▶ _EXCERPT TO READ_:
* * * *
I used to smoke. I loved nicotine’s seductive power to make me feel more focused and relaxed at the same time. It made my morning coffee taste good and late-night beers even better.
One day, I realized I was killing myself. Years later, I quit for good. I wish I could attribute my triumph to heroic willpower. But I was a statistic, just one of millions of Americans who’ve stopped puffing during the last 30 years as society rebranded smokers as dumb instead of cool.
I have been thinking about the Marlboro Man while reading calls for new gun-control laws in response to the massacre in Newtown, Conn. Easy access to guns is a curse on our land. This year, more than 31,000 Americans will die from firearms (about half by suicide). But the quick passage of new laws alone will not solve this problem. The history of transformative social movements — including efforts to discourage smoking, desegregate our schools and legitimize the rights of gays and lesbians — shows that lasting change cannot be forced on citizens in our democracy. Instead, we must help them understand the necessity of reforms. They must see reforms as a reflection of their views rather than an attack on their freedom.
This is essential if we want to do more than nibble around the edges by banning a few types of weapons and ammunition and address the larger problem posed by the roughly 310 million firearms owned by Americans, including 114 million handguns, 110 million rifles and 86 million shotguns.
Start with the heroic effort to dismantle Jim Crow. Those laws were enforced because they reflected the views of most white Americans. Then, in 1954, the Supreme Court overturned the charade of “separate but equal” schools in Brown v. Board of Education. This decision, however, did not fix the problem. Real desegregation did not take hold for another 10 to 20 years. America was not transformed as much by the passage of new civil rights laws as by the growing recognition of the immorality of the status quo.
* * * *
▶ _MATERIAL SHOWN_:
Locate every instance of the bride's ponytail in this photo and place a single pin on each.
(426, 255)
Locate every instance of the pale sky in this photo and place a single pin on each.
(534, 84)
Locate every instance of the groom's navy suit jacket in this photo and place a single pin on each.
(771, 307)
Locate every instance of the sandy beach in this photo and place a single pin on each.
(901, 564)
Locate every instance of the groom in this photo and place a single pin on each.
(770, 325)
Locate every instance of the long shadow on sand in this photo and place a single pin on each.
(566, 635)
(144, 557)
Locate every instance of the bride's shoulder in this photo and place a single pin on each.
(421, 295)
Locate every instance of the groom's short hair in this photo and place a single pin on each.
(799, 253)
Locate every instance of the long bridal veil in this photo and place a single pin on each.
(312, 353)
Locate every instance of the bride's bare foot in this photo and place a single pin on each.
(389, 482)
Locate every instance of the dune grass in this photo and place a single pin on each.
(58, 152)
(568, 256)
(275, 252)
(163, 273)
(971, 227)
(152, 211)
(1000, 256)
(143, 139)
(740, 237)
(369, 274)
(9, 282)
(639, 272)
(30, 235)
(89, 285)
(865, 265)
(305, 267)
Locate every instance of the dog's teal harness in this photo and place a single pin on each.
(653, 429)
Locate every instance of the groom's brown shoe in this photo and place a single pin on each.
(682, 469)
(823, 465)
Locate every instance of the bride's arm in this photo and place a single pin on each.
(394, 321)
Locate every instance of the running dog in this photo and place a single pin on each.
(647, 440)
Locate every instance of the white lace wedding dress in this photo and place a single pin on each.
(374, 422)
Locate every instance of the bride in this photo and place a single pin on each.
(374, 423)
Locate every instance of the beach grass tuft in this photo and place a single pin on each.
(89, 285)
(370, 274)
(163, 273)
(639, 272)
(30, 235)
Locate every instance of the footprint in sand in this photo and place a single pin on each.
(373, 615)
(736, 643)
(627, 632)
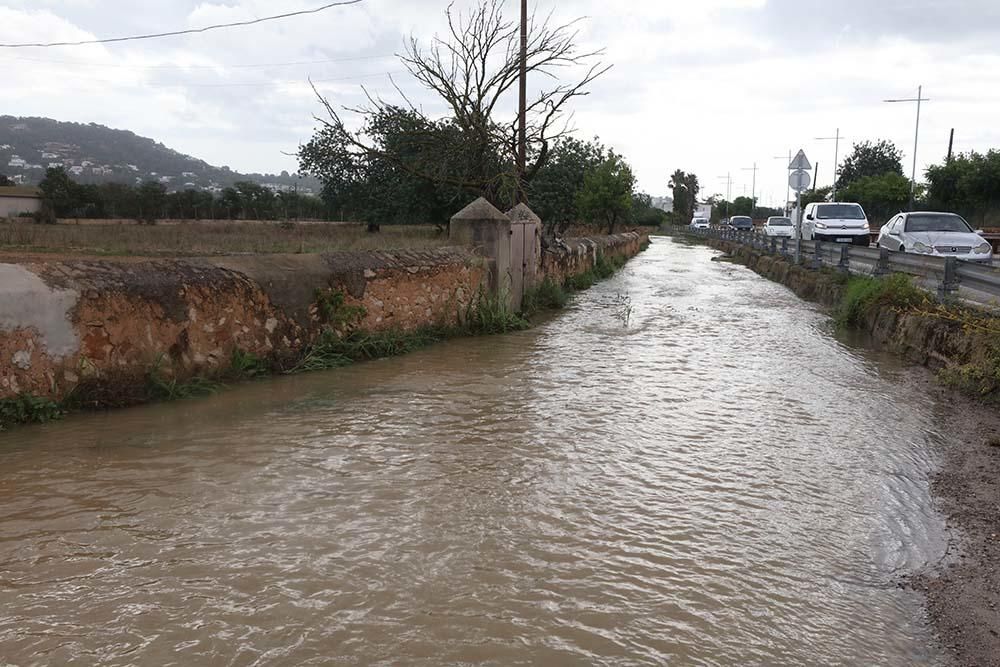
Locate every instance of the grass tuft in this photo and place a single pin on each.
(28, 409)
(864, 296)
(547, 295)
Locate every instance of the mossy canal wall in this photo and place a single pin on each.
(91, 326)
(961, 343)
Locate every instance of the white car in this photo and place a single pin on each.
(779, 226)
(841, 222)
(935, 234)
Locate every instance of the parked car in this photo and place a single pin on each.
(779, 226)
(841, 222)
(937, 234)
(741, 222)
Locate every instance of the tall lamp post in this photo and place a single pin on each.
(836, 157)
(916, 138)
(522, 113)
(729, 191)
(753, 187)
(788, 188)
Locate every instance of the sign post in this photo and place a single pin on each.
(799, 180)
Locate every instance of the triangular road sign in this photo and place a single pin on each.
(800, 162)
* * * *
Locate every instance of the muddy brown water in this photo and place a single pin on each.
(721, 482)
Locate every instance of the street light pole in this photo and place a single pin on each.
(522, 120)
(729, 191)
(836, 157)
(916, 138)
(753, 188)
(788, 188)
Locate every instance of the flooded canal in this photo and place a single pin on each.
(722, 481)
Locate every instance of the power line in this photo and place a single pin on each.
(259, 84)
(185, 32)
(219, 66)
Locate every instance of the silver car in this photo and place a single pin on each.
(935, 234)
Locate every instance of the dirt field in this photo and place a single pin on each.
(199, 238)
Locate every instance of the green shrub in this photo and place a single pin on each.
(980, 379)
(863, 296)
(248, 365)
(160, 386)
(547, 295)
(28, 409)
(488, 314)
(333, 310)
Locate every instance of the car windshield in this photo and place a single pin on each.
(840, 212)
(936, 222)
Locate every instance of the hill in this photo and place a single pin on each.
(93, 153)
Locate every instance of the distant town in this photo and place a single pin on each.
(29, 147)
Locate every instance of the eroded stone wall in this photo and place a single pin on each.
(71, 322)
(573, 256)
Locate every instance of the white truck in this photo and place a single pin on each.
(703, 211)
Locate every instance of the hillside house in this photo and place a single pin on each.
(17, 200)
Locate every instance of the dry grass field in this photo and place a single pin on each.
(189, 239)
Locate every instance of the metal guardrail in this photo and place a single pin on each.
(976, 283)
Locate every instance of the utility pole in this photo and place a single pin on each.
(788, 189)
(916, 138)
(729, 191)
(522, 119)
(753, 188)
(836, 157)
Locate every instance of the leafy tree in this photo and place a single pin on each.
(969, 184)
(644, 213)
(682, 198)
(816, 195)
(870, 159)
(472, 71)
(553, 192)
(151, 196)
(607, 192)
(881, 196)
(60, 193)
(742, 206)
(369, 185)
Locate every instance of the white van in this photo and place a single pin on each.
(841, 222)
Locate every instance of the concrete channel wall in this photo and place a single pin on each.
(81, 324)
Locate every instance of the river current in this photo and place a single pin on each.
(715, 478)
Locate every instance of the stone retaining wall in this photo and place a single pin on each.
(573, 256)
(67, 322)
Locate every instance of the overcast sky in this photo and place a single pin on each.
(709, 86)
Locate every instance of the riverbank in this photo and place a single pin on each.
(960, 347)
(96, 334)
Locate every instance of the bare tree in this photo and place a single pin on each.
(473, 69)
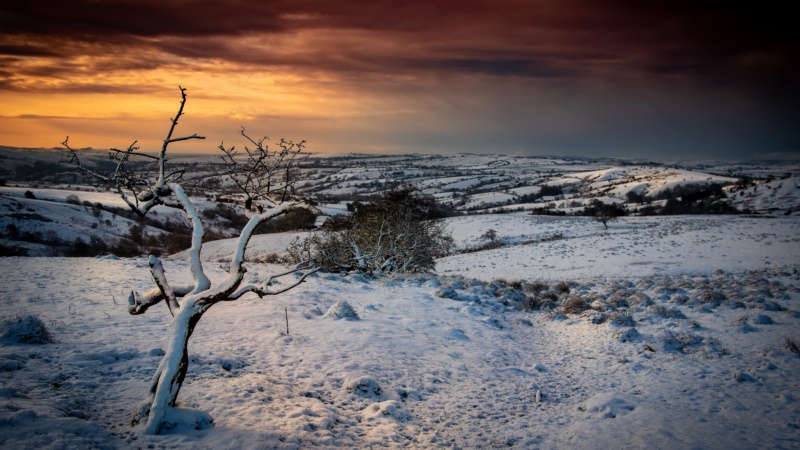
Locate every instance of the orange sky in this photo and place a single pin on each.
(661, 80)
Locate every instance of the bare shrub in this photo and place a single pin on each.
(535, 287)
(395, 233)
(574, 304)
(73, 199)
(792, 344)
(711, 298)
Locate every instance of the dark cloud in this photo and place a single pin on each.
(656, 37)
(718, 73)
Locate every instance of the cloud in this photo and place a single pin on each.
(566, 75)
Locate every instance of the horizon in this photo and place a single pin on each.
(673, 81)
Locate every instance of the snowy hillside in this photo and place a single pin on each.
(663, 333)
* * * *
▶ _TASK DETAILS_:
Carry on the essay about gun control and the lessons of past social movements, writing the next few paragraphs after its final sentence.

▶ _RESPONSE FOR THIS EXERCISE_:
The history of same-sex marriage tells a similar story, but with a twist. During the last two decades, many states and the federal government passed laws prohibiting it. But this legislation barely slowed the larger cultural shift toward embracing this right. In November, Maryland and Maine became the first states to approve gay marriage through the ballot box. In the coming years, others will follow. Rep. Thom Tillis, an architect of the anti-gay marriage amendment passed in North Carolina earlier this year, admitted this in April when he said, “Even though the marriage amendment is likely to pass next month, the numbers indicate that this is probably not going to still be in our state constitution 20 or so years from now. People see that voters are sort of headed in a different direction.”
Now consider anti-smoking laws. In a 1983 Gallup poll, 38 percent of Americans reported having smoked a cigarette in the past week. By 1990 that number had dropped to 27 percent as the health consequences of smoking finally sunk in. Over the next decade, governments at all levels began passing laws, including huge tax hikes and sweeping restrictions on where people can smoke. Today, only about 20 percent of Americans identify themselves as smokers.
None of these reforms just happened. Civil rights workers put their lives on the line to reveal the evils of American apartheid; gays and lesbians courageously came out of the closet so that others could see them as friends and neighbors; the Surgeon General’s office, the American Lung Association and countless others educated the public about the dangers of smoking.